Start of Entries

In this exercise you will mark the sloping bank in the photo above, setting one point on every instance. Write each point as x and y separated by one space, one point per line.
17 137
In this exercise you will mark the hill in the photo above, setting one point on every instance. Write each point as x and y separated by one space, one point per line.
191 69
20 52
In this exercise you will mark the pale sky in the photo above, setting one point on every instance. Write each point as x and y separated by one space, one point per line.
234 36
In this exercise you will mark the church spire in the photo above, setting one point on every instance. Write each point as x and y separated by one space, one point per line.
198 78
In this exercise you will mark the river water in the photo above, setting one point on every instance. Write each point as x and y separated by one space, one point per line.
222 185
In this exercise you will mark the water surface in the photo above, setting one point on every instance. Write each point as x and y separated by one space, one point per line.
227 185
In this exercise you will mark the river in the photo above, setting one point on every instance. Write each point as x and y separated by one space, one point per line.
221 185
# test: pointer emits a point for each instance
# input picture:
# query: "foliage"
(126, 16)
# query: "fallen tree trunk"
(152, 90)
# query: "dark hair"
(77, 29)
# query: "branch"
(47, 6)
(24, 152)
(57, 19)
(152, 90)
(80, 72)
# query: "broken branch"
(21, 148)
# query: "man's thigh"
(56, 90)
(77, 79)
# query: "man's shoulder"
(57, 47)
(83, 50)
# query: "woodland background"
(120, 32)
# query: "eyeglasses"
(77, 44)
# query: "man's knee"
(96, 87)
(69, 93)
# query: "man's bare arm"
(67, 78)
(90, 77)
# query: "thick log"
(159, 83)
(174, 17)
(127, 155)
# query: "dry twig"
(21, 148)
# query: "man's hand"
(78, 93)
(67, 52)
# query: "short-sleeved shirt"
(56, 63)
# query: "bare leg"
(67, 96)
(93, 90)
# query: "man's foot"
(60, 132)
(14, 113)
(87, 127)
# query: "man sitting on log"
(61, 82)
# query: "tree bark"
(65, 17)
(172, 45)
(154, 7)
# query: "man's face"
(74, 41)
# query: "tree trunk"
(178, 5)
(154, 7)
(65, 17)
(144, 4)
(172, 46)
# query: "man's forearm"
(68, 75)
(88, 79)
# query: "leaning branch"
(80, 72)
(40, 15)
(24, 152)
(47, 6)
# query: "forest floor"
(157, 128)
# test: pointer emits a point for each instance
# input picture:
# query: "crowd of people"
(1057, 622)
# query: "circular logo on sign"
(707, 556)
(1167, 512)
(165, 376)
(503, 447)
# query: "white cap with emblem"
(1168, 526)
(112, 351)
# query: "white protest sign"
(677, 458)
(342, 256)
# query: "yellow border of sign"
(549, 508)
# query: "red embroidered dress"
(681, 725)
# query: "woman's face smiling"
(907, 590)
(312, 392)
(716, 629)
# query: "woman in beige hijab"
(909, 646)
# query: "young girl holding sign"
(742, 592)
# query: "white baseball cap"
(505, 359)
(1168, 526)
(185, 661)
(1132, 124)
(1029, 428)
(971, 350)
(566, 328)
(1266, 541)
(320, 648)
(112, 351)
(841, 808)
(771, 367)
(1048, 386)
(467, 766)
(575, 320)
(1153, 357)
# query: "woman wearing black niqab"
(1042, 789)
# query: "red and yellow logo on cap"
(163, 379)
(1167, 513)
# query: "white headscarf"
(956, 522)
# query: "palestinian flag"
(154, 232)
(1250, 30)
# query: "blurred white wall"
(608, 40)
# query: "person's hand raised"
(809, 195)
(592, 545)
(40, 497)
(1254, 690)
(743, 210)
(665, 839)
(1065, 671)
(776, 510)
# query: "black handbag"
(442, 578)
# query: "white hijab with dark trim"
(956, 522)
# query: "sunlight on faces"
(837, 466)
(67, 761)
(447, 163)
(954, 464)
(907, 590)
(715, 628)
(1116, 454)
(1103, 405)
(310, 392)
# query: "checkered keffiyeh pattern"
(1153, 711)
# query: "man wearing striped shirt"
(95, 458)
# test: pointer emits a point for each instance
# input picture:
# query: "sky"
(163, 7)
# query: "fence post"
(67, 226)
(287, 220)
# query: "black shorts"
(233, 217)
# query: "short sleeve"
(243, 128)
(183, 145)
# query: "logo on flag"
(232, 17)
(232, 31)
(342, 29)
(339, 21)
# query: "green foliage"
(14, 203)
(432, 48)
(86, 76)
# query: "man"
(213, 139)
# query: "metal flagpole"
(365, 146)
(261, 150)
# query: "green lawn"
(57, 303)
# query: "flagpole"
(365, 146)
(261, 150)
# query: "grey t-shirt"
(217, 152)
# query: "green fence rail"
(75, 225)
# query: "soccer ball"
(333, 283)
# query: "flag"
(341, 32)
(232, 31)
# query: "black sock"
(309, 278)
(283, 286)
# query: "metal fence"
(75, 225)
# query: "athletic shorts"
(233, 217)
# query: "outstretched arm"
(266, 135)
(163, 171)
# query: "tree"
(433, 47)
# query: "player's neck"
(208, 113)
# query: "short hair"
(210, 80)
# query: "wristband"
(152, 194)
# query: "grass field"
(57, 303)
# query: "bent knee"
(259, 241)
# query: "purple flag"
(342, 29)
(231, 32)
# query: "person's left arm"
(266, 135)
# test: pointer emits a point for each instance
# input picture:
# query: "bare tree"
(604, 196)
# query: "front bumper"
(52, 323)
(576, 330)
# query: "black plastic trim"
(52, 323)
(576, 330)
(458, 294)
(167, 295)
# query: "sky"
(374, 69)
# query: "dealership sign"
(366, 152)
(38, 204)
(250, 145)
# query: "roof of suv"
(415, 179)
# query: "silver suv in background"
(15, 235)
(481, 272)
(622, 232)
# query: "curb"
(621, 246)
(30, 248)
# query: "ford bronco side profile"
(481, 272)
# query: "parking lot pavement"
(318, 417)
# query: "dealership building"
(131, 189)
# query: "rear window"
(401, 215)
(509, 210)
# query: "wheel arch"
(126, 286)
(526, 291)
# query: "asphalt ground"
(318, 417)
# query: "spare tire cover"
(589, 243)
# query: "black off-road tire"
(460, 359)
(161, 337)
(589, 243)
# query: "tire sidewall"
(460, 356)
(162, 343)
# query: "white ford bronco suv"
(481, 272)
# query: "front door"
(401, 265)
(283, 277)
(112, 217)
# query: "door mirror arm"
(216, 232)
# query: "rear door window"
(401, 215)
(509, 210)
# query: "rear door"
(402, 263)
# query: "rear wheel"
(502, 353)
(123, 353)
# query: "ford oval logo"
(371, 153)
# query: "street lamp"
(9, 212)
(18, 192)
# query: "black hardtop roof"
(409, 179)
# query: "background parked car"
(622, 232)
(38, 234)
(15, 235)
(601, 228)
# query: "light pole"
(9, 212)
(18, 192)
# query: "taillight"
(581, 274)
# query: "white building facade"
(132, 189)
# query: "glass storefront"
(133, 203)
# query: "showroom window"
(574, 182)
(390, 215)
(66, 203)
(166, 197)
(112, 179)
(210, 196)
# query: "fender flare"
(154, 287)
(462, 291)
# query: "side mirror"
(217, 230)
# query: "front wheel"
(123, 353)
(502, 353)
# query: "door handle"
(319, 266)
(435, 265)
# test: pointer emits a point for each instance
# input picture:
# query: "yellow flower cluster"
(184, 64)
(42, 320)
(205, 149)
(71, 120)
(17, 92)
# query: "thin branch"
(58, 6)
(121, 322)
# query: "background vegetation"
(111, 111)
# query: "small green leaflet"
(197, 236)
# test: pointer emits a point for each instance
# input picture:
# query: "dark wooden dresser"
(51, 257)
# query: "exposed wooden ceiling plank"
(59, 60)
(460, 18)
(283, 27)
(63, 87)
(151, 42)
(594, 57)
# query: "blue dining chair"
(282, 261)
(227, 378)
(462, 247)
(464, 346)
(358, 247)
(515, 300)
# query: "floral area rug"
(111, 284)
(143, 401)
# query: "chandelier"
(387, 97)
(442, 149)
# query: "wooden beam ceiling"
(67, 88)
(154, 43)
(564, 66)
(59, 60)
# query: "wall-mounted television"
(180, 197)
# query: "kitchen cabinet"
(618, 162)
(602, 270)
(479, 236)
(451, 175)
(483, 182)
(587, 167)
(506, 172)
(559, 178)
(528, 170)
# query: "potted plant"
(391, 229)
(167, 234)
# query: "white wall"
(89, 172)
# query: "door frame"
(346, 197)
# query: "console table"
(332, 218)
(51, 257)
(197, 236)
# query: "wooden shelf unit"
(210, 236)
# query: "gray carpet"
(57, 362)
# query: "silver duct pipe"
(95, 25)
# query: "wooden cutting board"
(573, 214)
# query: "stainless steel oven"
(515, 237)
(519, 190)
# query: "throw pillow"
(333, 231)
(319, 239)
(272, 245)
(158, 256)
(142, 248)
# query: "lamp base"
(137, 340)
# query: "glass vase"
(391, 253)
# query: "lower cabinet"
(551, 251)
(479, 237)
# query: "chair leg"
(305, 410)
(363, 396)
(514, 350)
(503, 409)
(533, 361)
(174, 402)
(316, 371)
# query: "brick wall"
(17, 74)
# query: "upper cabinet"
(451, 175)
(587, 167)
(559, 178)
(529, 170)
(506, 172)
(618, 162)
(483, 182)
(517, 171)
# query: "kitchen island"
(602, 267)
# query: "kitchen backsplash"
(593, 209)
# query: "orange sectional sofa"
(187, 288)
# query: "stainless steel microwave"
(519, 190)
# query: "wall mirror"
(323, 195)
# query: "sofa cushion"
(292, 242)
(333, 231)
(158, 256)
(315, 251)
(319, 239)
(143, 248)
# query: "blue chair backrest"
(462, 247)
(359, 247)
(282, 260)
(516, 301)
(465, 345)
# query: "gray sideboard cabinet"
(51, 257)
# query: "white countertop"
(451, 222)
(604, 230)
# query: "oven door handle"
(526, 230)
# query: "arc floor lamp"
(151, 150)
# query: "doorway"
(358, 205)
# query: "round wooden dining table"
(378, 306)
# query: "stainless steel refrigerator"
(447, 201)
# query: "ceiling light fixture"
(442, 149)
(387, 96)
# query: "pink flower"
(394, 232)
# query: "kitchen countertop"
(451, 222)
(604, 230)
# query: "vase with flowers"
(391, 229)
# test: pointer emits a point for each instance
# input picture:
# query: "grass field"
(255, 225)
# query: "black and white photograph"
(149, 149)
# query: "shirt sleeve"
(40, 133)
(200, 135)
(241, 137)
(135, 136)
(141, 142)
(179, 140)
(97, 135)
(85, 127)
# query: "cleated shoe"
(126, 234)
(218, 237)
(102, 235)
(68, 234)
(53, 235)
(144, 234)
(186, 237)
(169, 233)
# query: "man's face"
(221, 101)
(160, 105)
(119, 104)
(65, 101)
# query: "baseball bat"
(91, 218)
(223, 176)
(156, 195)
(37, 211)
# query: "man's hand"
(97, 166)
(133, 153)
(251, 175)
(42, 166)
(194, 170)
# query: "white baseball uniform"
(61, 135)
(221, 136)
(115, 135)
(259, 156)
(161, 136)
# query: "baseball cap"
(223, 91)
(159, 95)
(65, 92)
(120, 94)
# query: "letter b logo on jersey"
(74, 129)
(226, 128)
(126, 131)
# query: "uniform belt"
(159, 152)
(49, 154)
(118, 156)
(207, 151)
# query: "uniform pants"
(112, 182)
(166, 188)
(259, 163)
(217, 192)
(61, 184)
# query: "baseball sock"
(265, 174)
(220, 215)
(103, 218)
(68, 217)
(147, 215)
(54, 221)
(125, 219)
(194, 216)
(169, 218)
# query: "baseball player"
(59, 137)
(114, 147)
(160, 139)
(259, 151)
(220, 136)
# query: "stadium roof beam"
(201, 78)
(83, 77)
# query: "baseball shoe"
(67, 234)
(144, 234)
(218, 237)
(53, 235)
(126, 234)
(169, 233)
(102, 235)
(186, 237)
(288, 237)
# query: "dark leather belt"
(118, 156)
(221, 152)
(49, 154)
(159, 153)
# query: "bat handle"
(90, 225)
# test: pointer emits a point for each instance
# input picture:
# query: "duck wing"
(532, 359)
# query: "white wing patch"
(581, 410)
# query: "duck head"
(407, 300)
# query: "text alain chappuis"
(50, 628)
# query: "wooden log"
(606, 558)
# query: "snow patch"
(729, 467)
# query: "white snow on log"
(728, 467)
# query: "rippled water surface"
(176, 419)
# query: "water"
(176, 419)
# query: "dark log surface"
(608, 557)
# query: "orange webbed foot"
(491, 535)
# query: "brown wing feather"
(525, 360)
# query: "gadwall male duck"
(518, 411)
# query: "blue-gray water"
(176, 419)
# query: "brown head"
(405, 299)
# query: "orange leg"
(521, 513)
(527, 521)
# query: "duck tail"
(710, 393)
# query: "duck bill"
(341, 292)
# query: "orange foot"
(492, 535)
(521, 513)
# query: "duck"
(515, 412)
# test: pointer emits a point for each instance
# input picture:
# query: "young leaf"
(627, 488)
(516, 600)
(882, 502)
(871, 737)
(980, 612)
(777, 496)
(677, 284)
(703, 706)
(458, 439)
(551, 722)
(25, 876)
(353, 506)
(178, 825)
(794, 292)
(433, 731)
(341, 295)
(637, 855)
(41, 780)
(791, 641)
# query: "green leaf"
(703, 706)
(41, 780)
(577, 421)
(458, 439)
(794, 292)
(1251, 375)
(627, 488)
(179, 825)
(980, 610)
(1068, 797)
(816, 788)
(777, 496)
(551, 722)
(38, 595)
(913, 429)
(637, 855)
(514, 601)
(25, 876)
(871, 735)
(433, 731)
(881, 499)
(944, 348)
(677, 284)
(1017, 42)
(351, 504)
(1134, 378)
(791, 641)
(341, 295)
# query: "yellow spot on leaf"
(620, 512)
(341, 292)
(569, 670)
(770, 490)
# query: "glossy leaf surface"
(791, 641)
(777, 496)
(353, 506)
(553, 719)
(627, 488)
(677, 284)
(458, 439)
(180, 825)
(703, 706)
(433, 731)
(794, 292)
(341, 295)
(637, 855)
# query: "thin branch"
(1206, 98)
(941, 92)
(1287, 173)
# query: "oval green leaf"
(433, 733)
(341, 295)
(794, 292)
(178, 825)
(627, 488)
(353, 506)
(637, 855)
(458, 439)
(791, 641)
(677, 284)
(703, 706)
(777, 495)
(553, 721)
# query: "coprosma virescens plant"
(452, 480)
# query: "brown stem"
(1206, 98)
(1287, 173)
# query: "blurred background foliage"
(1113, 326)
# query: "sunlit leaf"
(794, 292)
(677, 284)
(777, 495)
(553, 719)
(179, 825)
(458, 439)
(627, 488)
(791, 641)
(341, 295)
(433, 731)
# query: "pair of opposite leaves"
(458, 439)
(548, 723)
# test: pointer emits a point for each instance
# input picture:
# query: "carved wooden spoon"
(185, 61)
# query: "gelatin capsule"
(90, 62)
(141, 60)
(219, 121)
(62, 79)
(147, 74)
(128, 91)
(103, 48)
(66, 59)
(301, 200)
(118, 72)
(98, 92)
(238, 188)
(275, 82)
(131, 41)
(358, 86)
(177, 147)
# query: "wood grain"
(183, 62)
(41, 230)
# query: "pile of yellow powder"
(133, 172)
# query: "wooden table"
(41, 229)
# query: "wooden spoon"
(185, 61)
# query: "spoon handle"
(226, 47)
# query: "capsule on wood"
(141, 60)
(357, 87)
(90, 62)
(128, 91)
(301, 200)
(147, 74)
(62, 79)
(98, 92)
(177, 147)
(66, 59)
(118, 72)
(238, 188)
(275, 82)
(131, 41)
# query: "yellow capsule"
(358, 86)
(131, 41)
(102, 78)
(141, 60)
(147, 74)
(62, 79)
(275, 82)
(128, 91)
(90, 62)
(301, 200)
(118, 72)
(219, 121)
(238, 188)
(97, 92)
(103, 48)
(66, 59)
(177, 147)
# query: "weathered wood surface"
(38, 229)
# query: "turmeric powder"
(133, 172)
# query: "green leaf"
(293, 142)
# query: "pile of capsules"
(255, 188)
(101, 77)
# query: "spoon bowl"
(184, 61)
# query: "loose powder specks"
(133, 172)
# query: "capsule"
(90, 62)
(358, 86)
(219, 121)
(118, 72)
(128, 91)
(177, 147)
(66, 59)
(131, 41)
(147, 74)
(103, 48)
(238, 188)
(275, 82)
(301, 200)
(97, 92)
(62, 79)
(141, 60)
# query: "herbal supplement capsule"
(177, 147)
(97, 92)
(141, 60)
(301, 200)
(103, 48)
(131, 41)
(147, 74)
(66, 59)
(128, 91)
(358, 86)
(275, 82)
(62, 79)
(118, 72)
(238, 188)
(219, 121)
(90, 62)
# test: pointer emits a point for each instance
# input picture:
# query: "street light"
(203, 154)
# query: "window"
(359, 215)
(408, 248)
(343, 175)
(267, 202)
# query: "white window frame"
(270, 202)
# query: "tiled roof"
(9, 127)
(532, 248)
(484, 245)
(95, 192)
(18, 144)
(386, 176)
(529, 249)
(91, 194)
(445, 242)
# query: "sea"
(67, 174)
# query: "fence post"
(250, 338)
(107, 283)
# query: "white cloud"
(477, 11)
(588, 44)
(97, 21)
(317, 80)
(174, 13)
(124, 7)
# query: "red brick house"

End of Entries

■ **Written problem**
How many lines in the material above contain the string "hijab"? Treat the match as case-sensitive, and reply with the number alone.

■ **Response for this exercise**
2